◆ Excerpt to read
════════

It was silly. It was fun. It was undeniably catchy.

Laffy Taffy” was a verifiable hit. The 2005 single from the previously unknown Atlanta group D4L topped the Billboard Hot 100 chart, dethroning Mariah Carey.

The song also turned into a sort of cultural phenomenon, breaking a Guinness World Record for most downloaded song and bringing “snap music” to the mainstream.

D4L was founded by Atlanta rappers Fabo, Mook-B, Stoney and Shawty Lo, who died Wednesday in a single-car crash on a highway near southwest Atlanta, according to authorities. He was 40.

════════

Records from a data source
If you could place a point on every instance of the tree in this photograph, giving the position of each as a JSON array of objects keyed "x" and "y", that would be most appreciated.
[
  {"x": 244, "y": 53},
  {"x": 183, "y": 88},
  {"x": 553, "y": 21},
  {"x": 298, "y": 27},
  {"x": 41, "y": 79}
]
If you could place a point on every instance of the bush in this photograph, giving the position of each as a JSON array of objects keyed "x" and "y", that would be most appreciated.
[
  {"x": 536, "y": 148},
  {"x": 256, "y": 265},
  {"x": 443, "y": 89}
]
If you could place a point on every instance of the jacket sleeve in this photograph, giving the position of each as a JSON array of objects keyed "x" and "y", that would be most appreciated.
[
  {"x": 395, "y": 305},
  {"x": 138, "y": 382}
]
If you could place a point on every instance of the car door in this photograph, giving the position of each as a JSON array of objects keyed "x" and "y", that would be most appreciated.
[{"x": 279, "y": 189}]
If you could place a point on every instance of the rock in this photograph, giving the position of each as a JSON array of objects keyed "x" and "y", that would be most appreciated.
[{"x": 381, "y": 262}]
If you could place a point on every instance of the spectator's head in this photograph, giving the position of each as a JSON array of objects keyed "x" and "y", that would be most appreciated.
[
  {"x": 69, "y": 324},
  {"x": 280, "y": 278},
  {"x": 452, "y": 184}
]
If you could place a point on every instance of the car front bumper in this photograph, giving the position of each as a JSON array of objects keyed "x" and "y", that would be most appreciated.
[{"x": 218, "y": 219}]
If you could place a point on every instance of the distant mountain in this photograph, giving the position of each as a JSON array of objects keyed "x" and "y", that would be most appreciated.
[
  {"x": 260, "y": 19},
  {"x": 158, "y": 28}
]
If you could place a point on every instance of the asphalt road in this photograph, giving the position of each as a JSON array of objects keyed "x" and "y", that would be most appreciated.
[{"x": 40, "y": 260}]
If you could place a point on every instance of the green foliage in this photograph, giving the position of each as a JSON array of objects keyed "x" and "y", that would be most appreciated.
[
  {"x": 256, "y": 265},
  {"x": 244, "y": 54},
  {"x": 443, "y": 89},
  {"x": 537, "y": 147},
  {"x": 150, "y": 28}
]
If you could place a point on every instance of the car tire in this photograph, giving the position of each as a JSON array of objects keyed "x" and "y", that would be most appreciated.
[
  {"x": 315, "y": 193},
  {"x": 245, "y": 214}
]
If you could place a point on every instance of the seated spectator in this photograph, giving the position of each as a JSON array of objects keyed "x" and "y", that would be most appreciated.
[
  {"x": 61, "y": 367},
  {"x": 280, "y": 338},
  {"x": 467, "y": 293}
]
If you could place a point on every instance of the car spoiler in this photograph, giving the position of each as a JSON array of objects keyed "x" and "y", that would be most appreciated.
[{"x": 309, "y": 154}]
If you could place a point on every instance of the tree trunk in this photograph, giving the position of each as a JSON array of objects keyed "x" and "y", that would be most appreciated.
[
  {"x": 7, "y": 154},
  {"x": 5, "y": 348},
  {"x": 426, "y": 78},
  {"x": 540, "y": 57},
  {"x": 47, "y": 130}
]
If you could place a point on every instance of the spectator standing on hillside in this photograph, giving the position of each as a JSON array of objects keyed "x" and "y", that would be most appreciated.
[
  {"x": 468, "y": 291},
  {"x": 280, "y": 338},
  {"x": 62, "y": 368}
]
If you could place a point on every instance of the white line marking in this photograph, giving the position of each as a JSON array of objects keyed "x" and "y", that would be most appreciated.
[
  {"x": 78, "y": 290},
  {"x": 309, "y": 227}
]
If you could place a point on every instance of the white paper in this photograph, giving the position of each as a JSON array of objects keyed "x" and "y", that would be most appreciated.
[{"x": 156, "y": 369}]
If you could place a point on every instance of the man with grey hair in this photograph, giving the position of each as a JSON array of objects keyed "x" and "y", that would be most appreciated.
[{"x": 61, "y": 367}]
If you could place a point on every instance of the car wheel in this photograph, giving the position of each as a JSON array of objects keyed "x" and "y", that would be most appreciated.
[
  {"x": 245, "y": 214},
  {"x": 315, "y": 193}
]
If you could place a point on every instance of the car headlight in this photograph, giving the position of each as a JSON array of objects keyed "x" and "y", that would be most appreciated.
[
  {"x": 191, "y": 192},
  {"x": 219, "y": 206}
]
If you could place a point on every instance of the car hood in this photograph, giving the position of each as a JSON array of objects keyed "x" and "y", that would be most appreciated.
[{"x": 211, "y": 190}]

════════

◆ Your tasks
A. According to the text about the song "Laffy Taffy," what Guinness World Record did the song break?
B. Keep writing the text about D4L and "Laffy Taffy," picking up right after its last sentence.

◆ Your responses
A. The record for most downloaded song.

B.
Born Carlos Walker, the Atlanta rapper was driving a 2016 Audi that struck trees, overturned and burst into flames shortly before dawn, Cpl. Maureen Smith of the Fulton County police told the Associated Press. Two female passengers escaped and were taken to a hospital with non-life-threatening injuries, Smith said. Shawty Lo was ejected from the vehicle and died.

Before Shawty Lo co-founded D4L he acted as CEO of D4L records. After their hits, including “Betcha Can’t Do It Like Me,” Shawty Lo went on to release music as a solo artist. His debut single, “Dey Know,” was also a hit, and in 2008 he was crowned Rookie of the Year at the BET Hip-Hop Awards.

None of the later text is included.